## TASK INSTRUCTIONS
Quote the lines of the data below verbatim, beginning at the line that contains "TARGET = wispy cloud" and ending at the last line, both included, and excluding pictures.

## INPUT ROWS
=====

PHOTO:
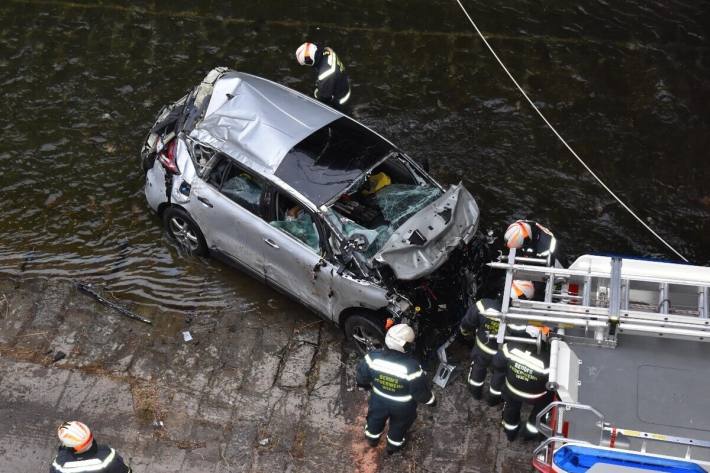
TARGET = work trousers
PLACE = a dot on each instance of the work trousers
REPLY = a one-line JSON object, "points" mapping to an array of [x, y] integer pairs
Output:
{"points": [[401, 416], [511, 413]]}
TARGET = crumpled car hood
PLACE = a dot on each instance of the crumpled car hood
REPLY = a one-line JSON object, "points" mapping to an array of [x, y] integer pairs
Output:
{"points": [[423, 243]]}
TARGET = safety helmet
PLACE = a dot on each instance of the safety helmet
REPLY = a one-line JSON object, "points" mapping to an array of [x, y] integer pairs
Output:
{"points": [[399, 337], [516, 233], [76, 435], [306, 54], [521, 289]]}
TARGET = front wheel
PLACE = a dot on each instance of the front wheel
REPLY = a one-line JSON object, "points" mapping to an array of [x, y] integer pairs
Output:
{"points": [[366, 331], [184, 231]]}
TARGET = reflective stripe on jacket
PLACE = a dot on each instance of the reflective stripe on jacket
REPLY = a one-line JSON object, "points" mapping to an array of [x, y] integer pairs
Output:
{"points": [[526, 373], [394, 376]]}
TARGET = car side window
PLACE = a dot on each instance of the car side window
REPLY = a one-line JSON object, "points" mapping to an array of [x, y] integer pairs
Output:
{"points": [[298, 222], [237, 184]]}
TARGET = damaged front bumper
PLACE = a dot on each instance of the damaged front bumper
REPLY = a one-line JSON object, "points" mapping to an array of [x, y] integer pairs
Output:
{"points": [[425, 241]]}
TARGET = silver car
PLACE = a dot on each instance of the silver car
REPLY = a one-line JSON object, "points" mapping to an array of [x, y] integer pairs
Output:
{"points": [[315, 204]]}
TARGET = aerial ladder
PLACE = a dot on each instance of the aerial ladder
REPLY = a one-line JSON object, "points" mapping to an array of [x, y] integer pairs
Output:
{"points": [[640, 328]]}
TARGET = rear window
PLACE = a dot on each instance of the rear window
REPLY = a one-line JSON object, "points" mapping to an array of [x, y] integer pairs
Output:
{"points": [[327, 162]]}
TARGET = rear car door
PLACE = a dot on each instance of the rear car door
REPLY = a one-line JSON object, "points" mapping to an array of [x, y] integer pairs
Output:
{"points": [[227, 205], [295, 254]]}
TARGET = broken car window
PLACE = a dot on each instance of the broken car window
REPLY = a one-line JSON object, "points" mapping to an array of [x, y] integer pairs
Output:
{"points": [[236, 184], [381, 202], [293, 219]]}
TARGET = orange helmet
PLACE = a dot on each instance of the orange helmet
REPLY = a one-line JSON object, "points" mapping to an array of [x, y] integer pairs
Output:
{"points": [[306, 53], [516, 234], [522, 289], [76, 435]]}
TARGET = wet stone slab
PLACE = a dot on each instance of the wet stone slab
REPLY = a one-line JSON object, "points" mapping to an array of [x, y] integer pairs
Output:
{"points": [[250, 393]]}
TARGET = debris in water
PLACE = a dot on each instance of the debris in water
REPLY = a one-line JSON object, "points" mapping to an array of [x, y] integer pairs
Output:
{"points": [[88, 289]]}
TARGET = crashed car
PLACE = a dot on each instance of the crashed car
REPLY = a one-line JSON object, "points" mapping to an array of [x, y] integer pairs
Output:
{"points": [[315, 204]]}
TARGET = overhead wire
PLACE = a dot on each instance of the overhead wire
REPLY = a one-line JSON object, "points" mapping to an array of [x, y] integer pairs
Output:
{"points": [[581, 161]]}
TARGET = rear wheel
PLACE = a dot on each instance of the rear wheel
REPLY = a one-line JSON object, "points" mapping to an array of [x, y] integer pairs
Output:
{"points": [[184, 231], [365, 331]]}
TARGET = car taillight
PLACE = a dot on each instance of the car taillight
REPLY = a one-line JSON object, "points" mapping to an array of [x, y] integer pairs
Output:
{"points": [[167, 158]]}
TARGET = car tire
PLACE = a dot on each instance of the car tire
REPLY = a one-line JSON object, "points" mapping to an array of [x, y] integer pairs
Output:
{"points": [[184, 231], [365, 331]]}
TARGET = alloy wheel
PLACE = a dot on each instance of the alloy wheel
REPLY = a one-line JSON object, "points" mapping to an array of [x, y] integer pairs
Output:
{"points": [[184, 233]]}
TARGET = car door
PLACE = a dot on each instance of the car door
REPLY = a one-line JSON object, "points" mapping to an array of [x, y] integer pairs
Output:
{"points": [[295, 255], [227, 207]]}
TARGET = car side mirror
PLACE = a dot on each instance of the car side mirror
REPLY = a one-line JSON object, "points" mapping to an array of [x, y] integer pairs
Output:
{"points": [[358, 242]]}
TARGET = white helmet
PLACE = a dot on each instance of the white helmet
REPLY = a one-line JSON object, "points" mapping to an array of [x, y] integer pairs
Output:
{"points": [[522, 289], [75, 435], [398, 336], [516, 233], [306, 54]]}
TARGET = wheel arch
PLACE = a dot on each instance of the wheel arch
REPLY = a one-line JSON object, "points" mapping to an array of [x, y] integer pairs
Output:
{"points": [[350, 311], [166, 205]]}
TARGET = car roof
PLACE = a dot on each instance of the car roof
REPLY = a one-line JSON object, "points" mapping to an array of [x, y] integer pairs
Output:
{"points": [[257, 122]]}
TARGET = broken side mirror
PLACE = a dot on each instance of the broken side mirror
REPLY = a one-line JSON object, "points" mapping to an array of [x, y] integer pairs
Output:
{"points": [[426, 165], [358, 242]]}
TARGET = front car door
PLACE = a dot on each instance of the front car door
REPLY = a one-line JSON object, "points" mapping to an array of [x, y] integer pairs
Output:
{"points": [[295, 254], [227, 205]]}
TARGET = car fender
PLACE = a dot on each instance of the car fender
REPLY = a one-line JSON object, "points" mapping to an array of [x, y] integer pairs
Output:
{"points": [[155, 186]]}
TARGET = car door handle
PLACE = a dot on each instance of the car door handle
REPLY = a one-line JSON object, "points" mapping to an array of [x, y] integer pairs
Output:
{"points": [[206, 202], [271, 243]]}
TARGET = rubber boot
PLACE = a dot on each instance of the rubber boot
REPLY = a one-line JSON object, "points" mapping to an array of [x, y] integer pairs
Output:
{"points": [[476, 391], [392, 449], [493, 401], [511, 434]]}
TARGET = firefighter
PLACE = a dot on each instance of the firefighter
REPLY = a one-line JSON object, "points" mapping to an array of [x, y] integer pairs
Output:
{"points": [[486, 346], [526, 374], [533, 240], [332, 83], [79, 452], [397, 384]]}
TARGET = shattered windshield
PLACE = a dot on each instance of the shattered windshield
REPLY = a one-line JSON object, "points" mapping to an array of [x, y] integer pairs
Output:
{"points": [[328, 161], [384, 199]]}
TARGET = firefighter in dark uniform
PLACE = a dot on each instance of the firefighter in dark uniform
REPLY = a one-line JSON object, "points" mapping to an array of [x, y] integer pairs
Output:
{"points": [[534, 241], [486, 345], [332, 83], [397, 383], [80, 453], [526, 375]]}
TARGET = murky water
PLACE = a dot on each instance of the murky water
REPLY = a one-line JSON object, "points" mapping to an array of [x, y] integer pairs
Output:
{"points": [[627, 83]]}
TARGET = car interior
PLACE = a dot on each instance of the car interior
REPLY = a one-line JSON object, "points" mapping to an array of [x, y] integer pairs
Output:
{"points": [[236, 184], [293, 219]]}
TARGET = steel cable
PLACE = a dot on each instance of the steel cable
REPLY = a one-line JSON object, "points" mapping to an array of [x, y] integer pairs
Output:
{"points": [[628, 209]]}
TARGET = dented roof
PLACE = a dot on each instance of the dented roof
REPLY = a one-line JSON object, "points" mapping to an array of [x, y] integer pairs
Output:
{"points": [[257, 121]]}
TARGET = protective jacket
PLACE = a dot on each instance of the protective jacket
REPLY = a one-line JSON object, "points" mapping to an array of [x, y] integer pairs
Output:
{"points": [[99, 458], [332, 83], [394, 377], [486, 347], [398, 384], [526, 376], [526, 372]]}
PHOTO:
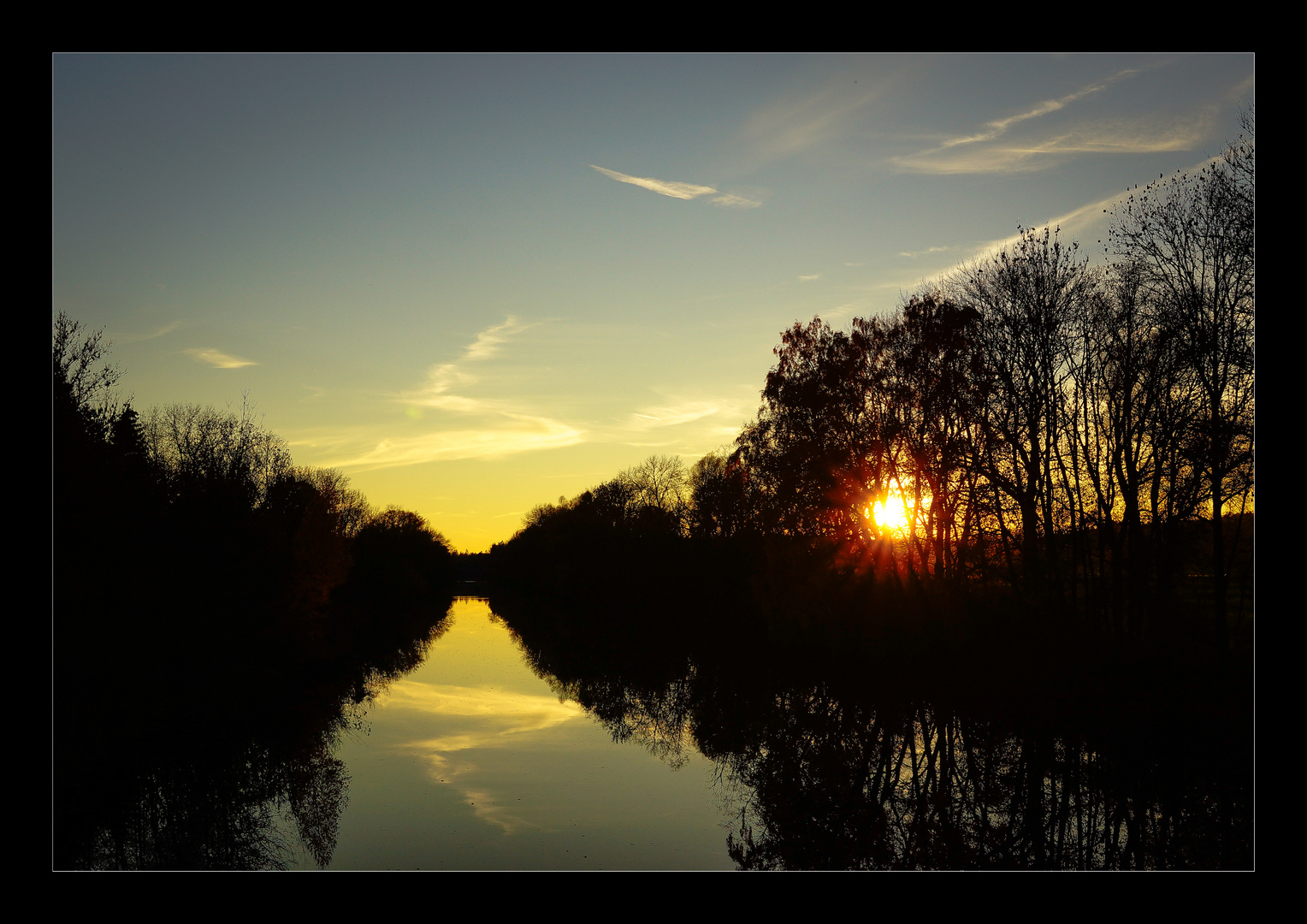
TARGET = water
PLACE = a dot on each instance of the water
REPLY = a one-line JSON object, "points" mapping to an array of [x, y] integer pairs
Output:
{"points": [[475, 762]]}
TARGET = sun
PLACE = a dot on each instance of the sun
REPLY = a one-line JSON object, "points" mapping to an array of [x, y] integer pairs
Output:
{"points": [[890, 514]]}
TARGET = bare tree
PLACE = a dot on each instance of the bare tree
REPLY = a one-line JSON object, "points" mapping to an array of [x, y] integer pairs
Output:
{"points": [[1192, 240]]}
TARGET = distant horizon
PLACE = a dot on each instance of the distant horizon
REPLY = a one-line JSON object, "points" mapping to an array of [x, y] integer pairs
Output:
{"points": [[476, 284]]}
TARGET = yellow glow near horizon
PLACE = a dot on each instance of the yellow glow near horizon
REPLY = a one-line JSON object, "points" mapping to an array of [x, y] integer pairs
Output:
{"points": [[893, 512]]}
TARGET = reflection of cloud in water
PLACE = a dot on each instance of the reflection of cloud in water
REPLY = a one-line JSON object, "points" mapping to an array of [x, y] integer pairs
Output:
{"points": [[495, 716]]}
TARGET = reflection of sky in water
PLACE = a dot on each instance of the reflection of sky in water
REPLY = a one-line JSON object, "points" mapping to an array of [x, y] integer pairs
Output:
{"points": [[472, 762]]}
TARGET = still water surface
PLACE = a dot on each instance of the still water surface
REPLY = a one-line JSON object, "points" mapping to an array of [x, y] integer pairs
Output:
{"points": [[473, 762]]}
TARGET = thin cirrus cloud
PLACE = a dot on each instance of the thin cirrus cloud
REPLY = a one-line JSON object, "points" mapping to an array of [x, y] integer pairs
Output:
{"points": [[217, 358], [677, 190], [470, 426], [685, 412], [988, 149]]}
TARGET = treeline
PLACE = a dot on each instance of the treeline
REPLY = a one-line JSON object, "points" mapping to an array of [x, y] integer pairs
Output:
{"points": [[1077, 436], [216, 609], [192, 515]]}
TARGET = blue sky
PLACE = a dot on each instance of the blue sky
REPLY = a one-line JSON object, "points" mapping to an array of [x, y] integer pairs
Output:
{"points": [[476, 282]]}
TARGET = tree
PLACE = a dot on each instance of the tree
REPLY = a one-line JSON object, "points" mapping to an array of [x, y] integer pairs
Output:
{"points": [[1192, 240], [1027, 295], [816, 453]]}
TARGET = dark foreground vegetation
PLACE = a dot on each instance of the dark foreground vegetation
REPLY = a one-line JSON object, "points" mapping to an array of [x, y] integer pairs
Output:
{"points": [[217, 613], [1034, 435], [908, 755], [975, 587]]}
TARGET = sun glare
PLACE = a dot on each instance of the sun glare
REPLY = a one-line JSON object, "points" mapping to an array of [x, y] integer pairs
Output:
{"points": [[891, 512]]}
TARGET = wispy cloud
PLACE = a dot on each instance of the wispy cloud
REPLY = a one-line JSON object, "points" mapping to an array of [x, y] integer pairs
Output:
{"points": [[465, 426], [677, 190], [683, 412], [152, 335], [987, 149], [925, 252], [664, 187], [217, 358], [489, 340], [730, 200], [500, 435], [802, 121]]}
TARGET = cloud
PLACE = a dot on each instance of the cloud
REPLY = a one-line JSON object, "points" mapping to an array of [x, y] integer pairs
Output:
{"points": [[660, 186], [489, 340], [157, 332], [730, 200], [685, 412], [982, 151], [217, 358], [470, 426], [512, 433], [797, 123]]}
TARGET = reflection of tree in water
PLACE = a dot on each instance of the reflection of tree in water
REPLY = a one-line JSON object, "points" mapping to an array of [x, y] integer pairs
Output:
{"points": [[225, 815], [250, 785], [833, 785], [831, 773]]}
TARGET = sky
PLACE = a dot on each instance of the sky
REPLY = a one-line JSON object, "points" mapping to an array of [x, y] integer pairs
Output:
{"points": [[482, 282]]}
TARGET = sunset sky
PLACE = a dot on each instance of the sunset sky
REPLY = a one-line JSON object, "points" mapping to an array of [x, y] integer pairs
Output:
{"points": [[480, 282]]}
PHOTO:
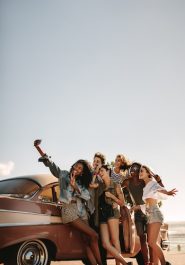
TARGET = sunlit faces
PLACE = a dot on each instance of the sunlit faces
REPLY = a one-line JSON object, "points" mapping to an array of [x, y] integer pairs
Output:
{"points": [[103, 173], [77, 169], [118, 162], [143, 173], [135, 170], [97, 163]]}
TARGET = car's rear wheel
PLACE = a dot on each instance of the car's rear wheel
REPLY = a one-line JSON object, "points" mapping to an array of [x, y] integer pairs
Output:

=====

## RESPONSE TO THIS EXERCISE
TARGET = wispy cloud
PLACE = a dot on each instance of the wispy cloud
REPLY = a one-line JSON object, "points" mapping to an array of [x, y] integer pairs
Output:
{"points": [[465, 426], [677, 190], [683, 412], [152, 335], [987, 149], [925, 252], [664, 187], [217, 358], [489, 340], [730, 200], [500, 435], [802, 121]]}
TARGET = cloud
PLACE = a dot on each instance of the cloud
REPLY = a one-line JSON object, "points" mapping to an array of [x, y] integer pairs
Output:
{"points": [[660, 186], [489, 340], [157, 332], [730, 200], [685, 412], [982, 151], [217, 358], [470, 426], [512, 433], [797, 123]]}
TARGET = reflection of tree in water
PLACE = a dot on each instance of the reflection of tree in water
REPLY = a one-line JSON object, "points" mapping to an array of [x, y] integer pairs
Output:
{"points": [[225, 815], [250, 785], [833, 785], [831, 773]]}
TARGET = sky
PLACE = a dot on each instance of the sky
REPLY = a one-line JSON object, "points" mapping to an array of [x, y] integer pairs
Output:
{"points": [[482, 282]]}
TARGET = sunset sky
PLACE = a dot on each instance of the sunset sky
REPLY = a one-line JSON object, "points" mapping to an array of [x, y] integer pairs
Output:
{"points": [[480, 282]]}
PHOTO:
TARGET = sunlit faces
PLACE = a dot on each instance of the sunlit faces
REPLY = a one-line JSON object, "points" mapping to an array of [x, y] integer pairs
Output:
{"points": [[103, 173], [77, 169], [118, 162], [143, 173], [135, 170], [97, 163]]}
TARGET = car's rear wheel
PLACE = a dot on each instance of the car's rear wheel
REPLY = a one-line JSON object, "points" mapping to an array of [x, y] integer pairs
Output:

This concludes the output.